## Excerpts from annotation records
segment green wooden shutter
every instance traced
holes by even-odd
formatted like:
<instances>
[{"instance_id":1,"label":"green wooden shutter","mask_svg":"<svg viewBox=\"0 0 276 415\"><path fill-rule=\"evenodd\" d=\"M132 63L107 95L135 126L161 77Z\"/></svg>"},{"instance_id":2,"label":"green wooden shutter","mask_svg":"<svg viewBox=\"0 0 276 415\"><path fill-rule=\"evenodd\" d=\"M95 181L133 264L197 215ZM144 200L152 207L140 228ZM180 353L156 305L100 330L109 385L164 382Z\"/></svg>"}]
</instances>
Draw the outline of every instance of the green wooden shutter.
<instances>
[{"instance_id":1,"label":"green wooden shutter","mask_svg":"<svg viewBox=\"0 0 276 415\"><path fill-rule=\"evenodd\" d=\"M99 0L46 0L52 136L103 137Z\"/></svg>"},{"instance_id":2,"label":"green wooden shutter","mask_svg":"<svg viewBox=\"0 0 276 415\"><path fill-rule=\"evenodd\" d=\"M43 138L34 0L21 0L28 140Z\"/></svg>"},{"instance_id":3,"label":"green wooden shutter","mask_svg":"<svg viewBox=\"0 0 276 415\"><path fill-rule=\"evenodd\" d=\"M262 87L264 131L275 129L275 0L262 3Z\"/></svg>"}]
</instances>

## Your goal
Render every line of the listing above as a Markdown table with two columns, Row for the line's number and Line for its text. Skip blank lines.

## Correct output
| Row | Line |
|---|---|
| 1 | segment green wooden shutter |
| 2 | every instance traced |
| 3 | holes by even-odd |
| 4 | formatted like: |
| 5 | <instances> |
| 6 | [{"instance_id":1,"label":"green wooden shutter","mask_svg":"<svg viewBox=\"0 0 276 415\"><path fill-rule=\"evenodd\" d=\"M132 63L107 95L135 126L161 77Z\"/></svg>"},{"instance_id":2,"label":"green wooden shutter","mask_svg":"<svg viewBox=\"0 0 276 415\"><path fill-rule=\"evenodd\" d=\"M95 181L133 264L197 215ZM144 200L152 207L140 228ZM180 353L156 305L100 330L109 385L164 382Z\"/></svg>"}] |
| 7 | </instances> |
| 8 | Draw the outline of every instance of the green wooden shutter. |
| 9 | <instances> |
| 10 | [{"instance_id":1,"label":"green wooden shutter","mask_svg":"<svg viewBox=\"0 0 276 415\"><path fill-rule=\"evenodd\" d=\"M99 0L46 0L52 136L103 137Z\"/></svg>"},{"instance_id":2,"label":"green wooden shutter","mask_svg":"<svg viewBox=\"0 0 276 415\"><path fill-rule=\"evenodd\" d=\"M43 138L34 0L21 0L28 140Z\"/></svg>"},{"instance_id":3,"label":"green wooden shutter","mask_svg":"<svg viewBox=\"0 0 276 415\"><path fill-rule=\"evenodd\" d=\"M262 87L264 131L275 129L275 0L262 3Z\"/></svg>"}] |
| 11 | </instances> |